Text shown Block Start

From the 1860s construction work began on deep-water quay walls. More clever engineering was needed. Port Engineer Bindon Blood Stoney designed a 90 ton Diving Bell, crane and barge to speed up the building of the new quays. The Bell was open at the bottom and allowed six workmen to descend down a funnel through an air-lock to work on the river bed. Their task was to level the river bed to make way for large prefabricated concrete blocks, each weighing up to 350 tons. In 2014 Dublin Port Company decided to display the Diving Bell, which had been saved, by raising it off the ground and building a small museum underneath. “Now suddenly it’s Dublin newest museum – a miniature one, to be sure, but packing more fascination per square metre than most others” (Frank McNally, Irish Times).  The museum has 110,000 visitors a year.

In 1867 came another name change, when the Dublin Port Act separated port activities into the newly constituted Dublin Port and Docks Board and the Lighthouse Department became the Commissioners of Irish Lights.  A bespoke headquarters office was built for the Port, with the Commissioners of Irish Lights next door demonstrating the close relationship that existed between the two organisations. What made the building famous and distinctive was the ‘Ballast Office Clock’ mounted over the front door. In 1870 the clock was connected by telegraph wire to Greenwich Observatory making this the most accurate public clock in Dublin at the time. It became established as a popular rendezvous point for people – ‘Meet you under the Ballast Office Clock’ was a well-known refrain in Dublin.

Text shown Block End
Records provided Block Start

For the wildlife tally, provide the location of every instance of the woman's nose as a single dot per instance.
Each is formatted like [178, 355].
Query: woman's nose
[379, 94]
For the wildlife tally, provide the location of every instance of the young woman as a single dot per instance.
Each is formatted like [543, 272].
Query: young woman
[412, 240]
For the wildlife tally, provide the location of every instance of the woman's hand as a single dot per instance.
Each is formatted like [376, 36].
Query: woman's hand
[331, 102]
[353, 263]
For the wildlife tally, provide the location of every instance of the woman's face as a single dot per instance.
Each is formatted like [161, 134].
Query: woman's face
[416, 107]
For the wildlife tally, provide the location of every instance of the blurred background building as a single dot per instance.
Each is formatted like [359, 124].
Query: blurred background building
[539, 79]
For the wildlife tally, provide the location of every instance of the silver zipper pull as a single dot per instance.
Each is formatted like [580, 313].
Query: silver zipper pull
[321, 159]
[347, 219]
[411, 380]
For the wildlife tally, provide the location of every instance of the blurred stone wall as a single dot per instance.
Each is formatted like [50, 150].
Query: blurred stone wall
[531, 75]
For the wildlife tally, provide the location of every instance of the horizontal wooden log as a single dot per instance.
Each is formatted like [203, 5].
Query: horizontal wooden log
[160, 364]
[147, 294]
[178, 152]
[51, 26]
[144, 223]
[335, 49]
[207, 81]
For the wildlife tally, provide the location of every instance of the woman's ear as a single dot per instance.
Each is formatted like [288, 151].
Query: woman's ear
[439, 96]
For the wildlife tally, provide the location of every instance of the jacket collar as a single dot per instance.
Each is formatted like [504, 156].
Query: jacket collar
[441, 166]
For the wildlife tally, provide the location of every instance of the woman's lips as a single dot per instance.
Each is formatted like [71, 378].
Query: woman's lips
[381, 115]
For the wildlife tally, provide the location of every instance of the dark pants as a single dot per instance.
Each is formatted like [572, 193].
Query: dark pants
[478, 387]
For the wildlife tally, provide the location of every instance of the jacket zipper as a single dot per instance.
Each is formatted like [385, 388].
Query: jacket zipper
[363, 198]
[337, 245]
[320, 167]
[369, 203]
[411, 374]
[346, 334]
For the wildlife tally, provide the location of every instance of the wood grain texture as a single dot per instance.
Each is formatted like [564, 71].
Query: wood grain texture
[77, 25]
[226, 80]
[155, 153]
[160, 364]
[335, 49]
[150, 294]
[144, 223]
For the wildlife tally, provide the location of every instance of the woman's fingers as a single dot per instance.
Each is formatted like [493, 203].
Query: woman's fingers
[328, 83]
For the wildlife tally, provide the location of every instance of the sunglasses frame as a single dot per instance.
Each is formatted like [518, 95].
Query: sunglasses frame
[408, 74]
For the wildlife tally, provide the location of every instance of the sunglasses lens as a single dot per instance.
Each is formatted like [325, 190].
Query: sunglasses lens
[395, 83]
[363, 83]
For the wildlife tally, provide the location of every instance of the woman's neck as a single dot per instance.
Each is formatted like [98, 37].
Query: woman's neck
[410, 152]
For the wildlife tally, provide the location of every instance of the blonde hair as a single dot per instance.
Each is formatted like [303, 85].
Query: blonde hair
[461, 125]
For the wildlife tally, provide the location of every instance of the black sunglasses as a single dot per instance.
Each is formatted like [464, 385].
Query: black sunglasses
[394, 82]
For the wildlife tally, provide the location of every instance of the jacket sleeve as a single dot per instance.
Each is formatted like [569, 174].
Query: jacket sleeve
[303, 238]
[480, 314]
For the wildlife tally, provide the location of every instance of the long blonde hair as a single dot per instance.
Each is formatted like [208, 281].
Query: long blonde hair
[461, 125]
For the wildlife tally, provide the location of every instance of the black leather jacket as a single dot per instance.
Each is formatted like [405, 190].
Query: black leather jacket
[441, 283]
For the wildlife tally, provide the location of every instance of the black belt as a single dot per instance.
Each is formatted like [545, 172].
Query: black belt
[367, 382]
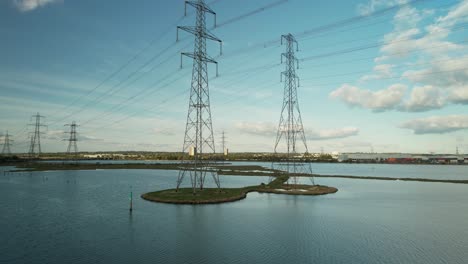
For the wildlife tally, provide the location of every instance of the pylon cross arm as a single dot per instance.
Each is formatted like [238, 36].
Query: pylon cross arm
[201, 5]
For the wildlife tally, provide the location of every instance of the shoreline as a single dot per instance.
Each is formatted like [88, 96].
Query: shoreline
[223, 170]
[225, 195]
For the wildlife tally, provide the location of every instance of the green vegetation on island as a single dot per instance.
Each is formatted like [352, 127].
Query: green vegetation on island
[222, 195]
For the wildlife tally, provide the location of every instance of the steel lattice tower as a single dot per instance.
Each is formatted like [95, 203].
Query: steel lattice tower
[72, 149]
[6, 151]
[35, 147]
[199, 130]
[290, 126]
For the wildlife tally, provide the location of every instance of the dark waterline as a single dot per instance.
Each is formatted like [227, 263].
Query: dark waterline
[83, 217]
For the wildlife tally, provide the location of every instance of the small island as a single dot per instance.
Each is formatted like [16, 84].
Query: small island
[223, 195]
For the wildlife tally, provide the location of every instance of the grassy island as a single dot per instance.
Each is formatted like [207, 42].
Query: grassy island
[214, 195]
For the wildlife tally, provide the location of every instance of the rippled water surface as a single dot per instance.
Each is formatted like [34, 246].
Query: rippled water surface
[83, 217]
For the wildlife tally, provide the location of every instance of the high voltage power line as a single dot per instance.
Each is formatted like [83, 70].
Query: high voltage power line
[228, 84]
[232, 20]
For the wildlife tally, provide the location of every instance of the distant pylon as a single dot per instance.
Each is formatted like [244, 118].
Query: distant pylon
[199, 129]
[223, 143]
[6, 151]
[35, 147]
[72, 150]
[290, 126]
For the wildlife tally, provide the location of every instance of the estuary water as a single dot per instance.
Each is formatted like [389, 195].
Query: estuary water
[83, 217]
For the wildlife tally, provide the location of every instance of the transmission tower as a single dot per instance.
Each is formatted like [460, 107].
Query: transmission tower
[223, 143]
[72, 150]
[35, 147]
[290, 126]
[199, 130]
[6, 151]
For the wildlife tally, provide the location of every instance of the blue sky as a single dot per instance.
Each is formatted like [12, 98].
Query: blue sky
[393, 82]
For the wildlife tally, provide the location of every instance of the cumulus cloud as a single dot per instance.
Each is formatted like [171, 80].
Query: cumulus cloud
[377, 101]
[459, 95]
[425, 98]
[438, 77]
[373, 5]
[437, 124]
[332, 133]
[269, 130]
[380, 71]
[258, 128]
[29, 5]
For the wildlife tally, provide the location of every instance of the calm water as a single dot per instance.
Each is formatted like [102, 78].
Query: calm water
[82, 217]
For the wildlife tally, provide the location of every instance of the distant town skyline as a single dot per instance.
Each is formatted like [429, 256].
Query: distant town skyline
[381, 76]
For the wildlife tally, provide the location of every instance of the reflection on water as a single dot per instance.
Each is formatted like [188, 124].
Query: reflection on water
[83, 217]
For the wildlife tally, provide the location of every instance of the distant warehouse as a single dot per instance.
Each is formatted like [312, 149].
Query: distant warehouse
[401, 158]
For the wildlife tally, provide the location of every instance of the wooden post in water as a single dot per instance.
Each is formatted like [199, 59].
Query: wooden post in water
[131, 200]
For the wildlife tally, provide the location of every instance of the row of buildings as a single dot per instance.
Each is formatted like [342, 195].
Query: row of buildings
[402, 158]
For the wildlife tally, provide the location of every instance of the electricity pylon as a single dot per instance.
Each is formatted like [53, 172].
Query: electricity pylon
[290, 126]
[6, 151]
[35, 147]
[72, 150]
[223, 143]
[199, 130]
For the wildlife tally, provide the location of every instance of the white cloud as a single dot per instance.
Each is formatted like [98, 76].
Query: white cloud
[265, 129]
[442, 76]
[269, 130]
[29, 5]
[425, 98]
[378, 101]
[380, 71]
[332, 133]
[373, 5]
[459, 95]
[437, 124]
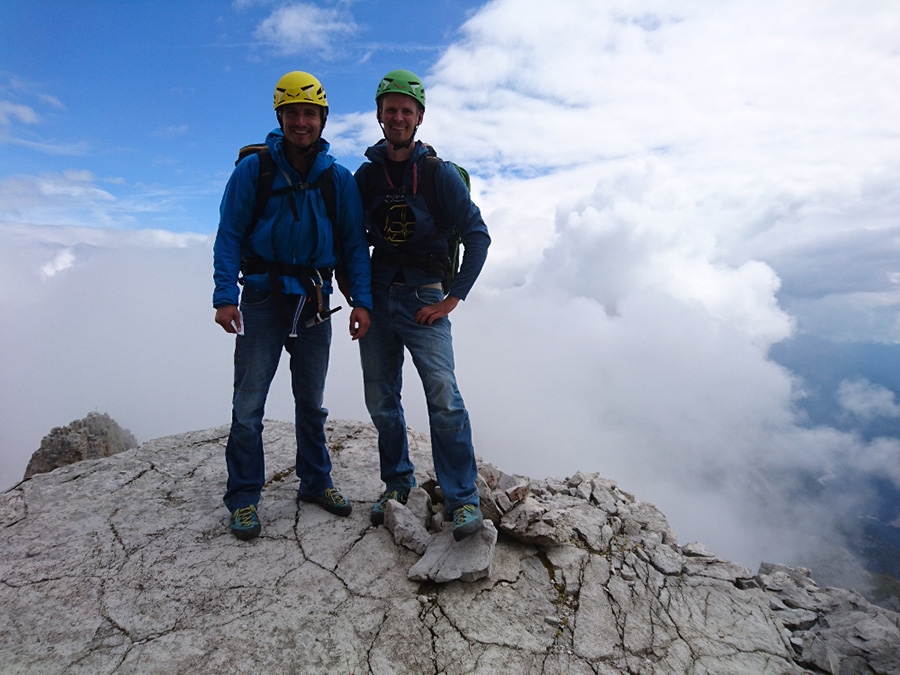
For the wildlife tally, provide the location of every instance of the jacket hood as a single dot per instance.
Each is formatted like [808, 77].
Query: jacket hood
[275, 141]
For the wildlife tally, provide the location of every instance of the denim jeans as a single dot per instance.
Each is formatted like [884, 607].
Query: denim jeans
[266, 332]
[431, 347]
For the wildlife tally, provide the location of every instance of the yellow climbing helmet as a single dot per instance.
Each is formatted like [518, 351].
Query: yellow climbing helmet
[300, 87]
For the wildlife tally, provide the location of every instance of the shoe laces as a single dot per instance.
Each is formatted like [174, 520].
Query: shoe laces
[335, 497]
[463, 514]
[245, 516]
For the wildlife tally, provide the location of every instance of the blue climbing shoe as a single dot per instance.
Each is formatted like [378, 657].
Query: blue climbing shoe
[331, 500]
[245, 523]
[467, 519]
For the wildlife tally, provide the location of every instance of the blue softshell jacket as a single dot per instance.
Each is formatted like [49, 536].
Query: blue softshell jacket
[452, 195]
[308, 241]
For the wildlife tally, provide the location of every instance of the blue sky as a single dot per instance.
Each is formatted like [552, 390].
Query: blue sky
[153, 98]
[676, 191]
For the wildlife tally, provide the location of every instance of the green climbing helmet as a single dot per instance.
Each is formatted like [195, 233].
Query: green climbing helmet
[402, 82]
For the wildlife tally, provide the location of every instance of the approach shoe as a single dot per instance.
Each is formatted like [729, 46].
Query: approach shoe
[331, 500]
[380, 507]
[245, 523]
[467, 519]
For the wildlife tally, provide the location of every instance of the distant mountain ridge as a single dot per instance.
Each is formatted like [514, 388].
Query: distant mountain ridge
[125, 565]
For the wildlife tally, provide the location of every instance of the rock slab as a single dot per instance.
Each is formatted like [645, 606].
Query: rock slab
[125, 565]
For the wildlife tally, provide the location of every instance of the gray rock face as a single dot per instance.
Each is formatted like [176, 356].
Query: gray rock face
[126, 565]
[93, 437]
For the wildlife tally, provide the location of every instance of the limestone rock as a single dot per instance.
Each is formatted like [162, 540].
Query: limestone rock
[407, 528]
[95, 436]
[448, 560]
[126, 565]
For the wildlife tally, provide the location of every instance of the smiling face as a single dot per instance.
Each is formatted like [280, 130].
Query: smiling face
[301, 124]
[399, 116]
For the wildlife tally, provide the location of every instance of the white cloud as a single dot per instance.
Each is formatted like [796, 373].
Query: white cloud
[866, 400]
[304, 29]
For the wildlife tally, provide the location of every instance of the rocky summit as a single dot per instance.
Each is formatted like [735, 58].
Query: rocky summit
[126, 565]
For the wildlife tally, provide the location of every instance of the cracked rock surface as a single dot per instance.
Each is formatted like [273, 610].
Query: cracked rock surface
[126, 565]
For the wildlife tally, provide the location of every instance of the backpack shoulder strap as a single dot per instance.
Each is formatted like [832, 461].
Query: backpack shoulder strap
[264, 180]
[429, 192]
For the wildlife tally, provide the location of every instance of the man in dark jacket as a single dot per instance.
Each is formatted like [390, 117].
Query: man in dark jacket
[285, 257]
[410, 261]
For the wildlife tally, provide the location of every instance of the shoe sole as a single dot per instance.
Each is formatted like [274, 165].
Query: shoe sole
[328, 506]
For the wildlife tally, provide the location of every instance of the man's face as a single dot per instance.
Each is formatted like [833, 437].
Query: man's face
[301, 123]
[399, 114]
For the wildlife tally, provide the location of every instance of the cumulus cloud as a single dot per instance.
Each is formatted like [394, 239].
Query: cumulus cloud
[867, 400]
[304, 29]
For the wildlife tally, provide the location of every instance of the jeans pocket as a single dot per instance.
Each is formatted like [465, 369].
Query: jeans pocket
[252, 296]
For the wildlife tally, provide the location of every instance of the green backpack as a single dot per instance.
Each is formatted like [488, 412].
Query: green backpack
[442, 219]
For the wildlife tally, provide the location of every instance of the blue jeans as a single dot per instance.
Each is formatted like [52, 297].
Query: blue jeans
[256, 355]
[431, 347]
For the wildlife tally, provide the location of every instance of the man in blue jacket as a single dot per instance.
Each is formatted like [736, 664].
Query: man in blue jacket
[410, 261]
[285, 257]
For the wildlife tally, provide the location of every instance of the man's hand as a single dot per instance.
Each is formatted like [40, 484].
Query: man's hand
[359, 322]
[428, 315]
[225, 315]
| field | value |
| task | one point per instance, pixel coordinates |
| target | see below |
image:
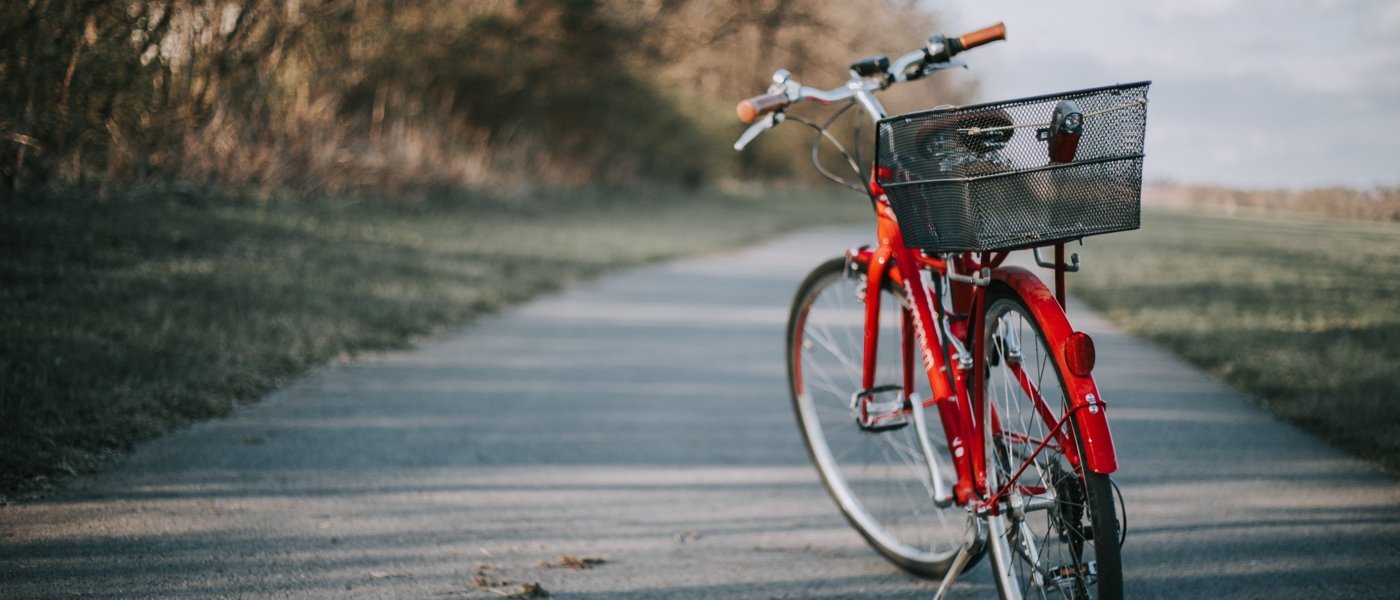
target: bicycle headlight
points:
(1066, 127)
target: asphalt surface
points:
(643, 420)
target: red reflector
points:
(1078, 354)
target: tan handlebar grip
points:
(756, 106)
(984, 35)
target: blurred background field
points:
(1299, 311)
(203, 199)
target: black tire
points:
(878, 479)
(1068, 520)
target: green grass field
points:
(1301, 313)
(130, 316)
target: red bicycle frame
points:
(958, 402)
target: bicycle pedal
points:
(1068, 576)
(875, 414)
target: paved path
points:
(643, 420)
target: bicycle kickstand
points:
(972, 544)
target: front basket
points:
(987, 176)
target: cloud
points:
(1246, 91)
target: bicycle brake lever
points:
(759, 126)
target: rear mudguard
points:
(1089, 411)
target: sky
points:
(1245, 93)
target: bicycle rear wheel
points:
(1060, 530)
(879, 477)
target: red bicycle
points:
(931, 327)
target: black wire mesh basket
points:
(1017, 174)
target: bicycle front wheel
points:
(878, 476)
(1059, 530)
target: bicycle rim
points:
(878, 479)
(1059, 523)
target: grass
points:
(126, 318)
(1302, 313)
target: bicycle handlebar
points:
(759, 105)
(982, 37)
(909, 67)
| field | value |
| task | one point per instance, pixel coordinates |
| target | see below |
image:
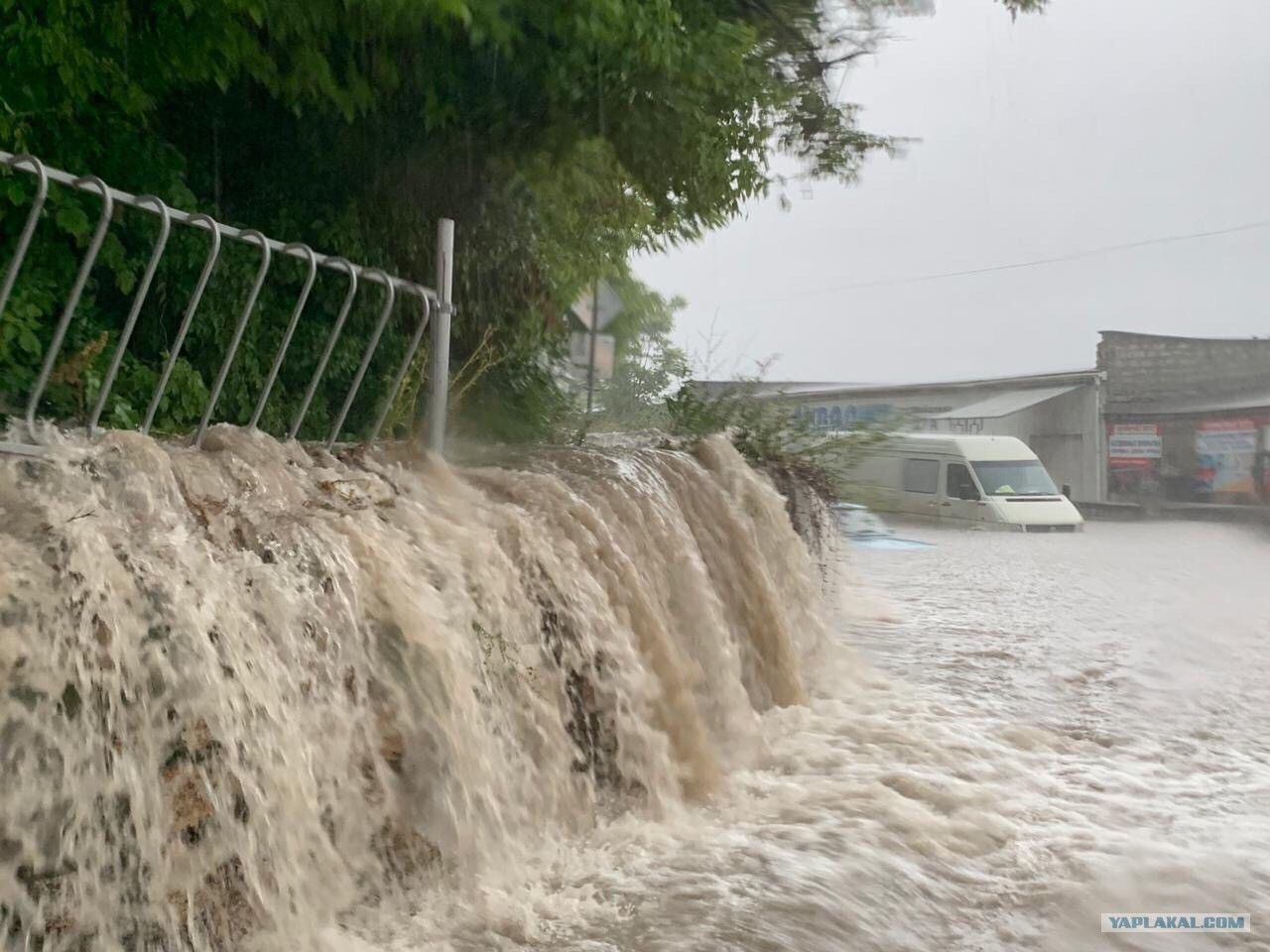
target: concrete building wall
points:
(1065, 431)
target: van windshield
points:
(1025, 477)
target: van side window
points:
(921, 475)
(959, 483)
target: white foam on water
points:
(592, 703)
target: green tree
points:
(562, 137)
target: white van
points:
(991, 483)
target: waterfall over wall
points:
(245, 689)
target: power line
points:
(1016, 266)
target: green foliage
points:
(562, 136)
(766, 430)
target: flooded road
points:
(1021, 734)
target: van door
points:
(921, 484)
(961, 497)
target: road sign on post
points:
(595, 313)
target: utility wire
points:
(1016, 266)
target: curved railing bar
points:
(405, 366)
(28, 230)
(204, 276)
(291, 329)
(182, 217)
(330, 347)
(64, 322)
(137, 301)
(370, 352)
(266, 257)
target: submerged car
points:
(866, 529)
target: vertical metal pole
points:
(590, 361)
(440, 372)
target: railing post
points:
(439, 382)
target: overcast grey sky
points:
(1097, 123)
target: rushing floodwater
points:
(262, 699)
(1021, 734)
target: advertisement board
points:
(1134, 445)
(1225, 452)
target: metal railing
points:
(435, 303)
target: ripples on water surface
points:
(1023, 733)
(303, 680)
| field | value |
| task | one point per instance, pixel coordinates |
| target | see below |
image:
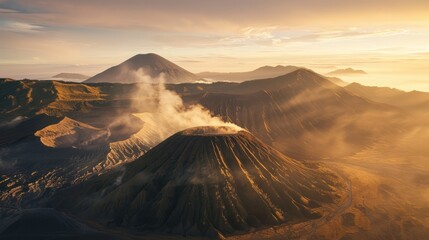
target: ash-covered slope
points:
(150, 65)
(206, 181)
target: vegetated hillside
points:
(207, 181)
(144, 68)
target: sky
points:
(388, 39)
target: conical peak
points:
(212, 130)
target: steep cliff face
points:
(207, 181)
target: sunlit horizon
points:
(386, 39)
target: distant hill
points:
(346, 71)
(259, 73)
(142, 68)
(207, 181)
(73, 76)
(413, 100)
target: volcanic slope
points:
(206, 181)
(303, 111)
(150, 65)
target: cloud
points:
(20, 27)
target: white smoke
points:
(168, 110)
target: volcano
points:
(143, 67)
(207, 181)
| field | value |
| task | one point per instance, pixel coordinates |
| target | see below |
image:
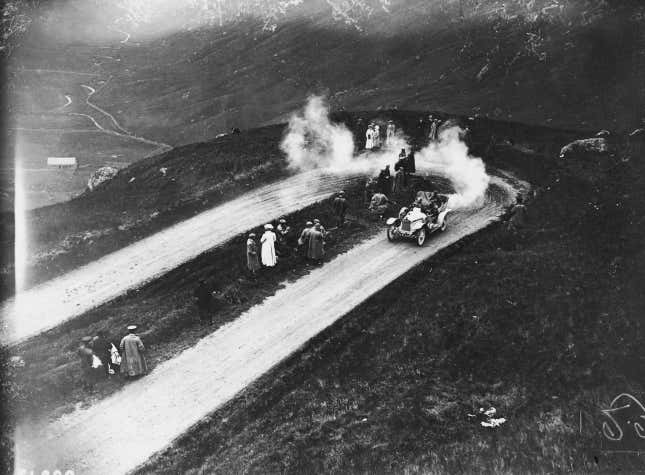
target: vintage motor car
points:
(419, 221)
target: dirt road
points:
(121, 432)
(53, 302)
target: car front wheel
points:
(421, 237)
(391, 236)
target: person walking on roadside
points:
(340, 208)
(518, 215)
(252, 255)
(303, 240)
(411, 165)
(102, 349)
(268, 240)
(321, 228)
(91, 366)
(316, 249)
(203, 299)
(399, 180)
(369, 137)
(389, 132)
(133, 363)
(283, 235)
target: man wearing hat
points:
(252, 255)
(340, 208)
(321, 228)
(133, 362)
(86, 356)
(283, 234)
(303, 240)
(268, 239)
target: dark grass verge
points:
(544, 324)
(140, 201)
(50, 382)
(199, 176)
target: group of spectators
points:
(100, 358)
(374, 138)
(310, 243)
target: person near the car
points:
(133, 363)
(102, 349)
(252, 257)
(518, 215)
(378, 205)
(340, 208)
(316, 249)
(399, 180)
(268, 239)
(303, 240)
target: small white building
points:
(62, 162)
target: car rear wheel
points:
(390, 233)
(421, 237)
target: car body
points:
(415, 223)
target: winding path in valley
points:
(122, 431)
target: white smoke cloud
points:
(312, 141)
(449, 157)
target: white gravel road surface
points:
(122, 431)
(70, 295)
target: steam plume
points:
(312, 141)
(450, 158)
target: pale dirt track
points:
(70, 295)
(121, 432)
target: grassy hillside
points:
(544, 324)
(579, 68)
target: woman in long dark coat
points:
(316, 244)
(252, 257)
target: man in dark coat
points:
(340, 208)
(252, 255)
(411, 165)
(86, 355)
(204, 300)
(316, 249)
(102, 349)
(303, 240)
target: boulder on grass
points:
(100, 176)
(588, 159)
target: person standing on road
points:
(268, 239)
(316, 245)
(283, 235)
(389, 132)
(411, 166)
(203, 299)
(340, 208)
(102, 349)
(303, 240)
(252, 257)
(399, 180)
(369, 137)
(321, 228)
(517, 219)
(88, 367)
(133, 363)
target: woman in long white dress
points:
(268, 239)
(377, 136)
(369, 137)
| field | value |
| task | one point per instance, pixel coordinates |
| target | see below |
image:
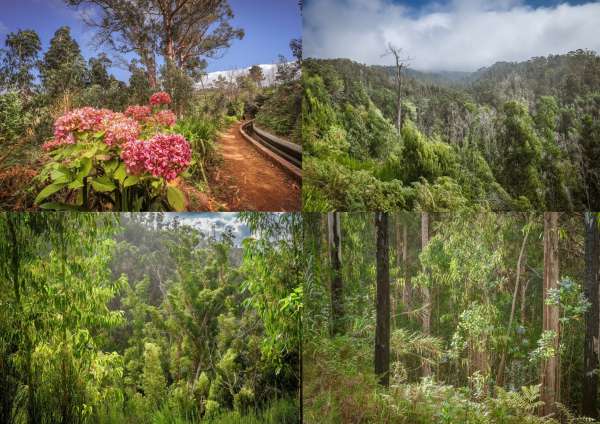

Records provided Block End

■ Using the information:
1) Using the text about Dublin Port, explain in one to three sentences why the Ballast Office Clock was the most accurate public clock in Dublin at the time.
2) From the text about Dublin Port, copy word for word the stretch from "In 1867 came" through "refrain in Dublin.".
These items have nothing to do with the exercise.

■ Answer list:
1) In 1870 the clock was connected by telegraph wire to Greenwich Observatory. That link made it the most accurate public clock in Dublin at the time.

2)
In 1867 came another name change, when the Dublin Port Act separated port activities into the newly constituted Dublin Port and Docks Board and the Lighthouse Department became the Commissioners of Irish Lights.  A bespoke headquarters office was built for the Port, with the Commissioners of Irish Lights next door demonstrating the close relationship that existed between the two organisations. What made the building famous and distinctive was the ‘Ballast Office Clock’ mounted over the front door. In 1870 the clock was connected by telegraph wire to Greenwich Observatory making this the most accurate public clock in Dublin at the time. It became established as a popular rendezvous point for people – ‘Meet you under the Ballast Office Clock’ was a well-known refrain in Dublin.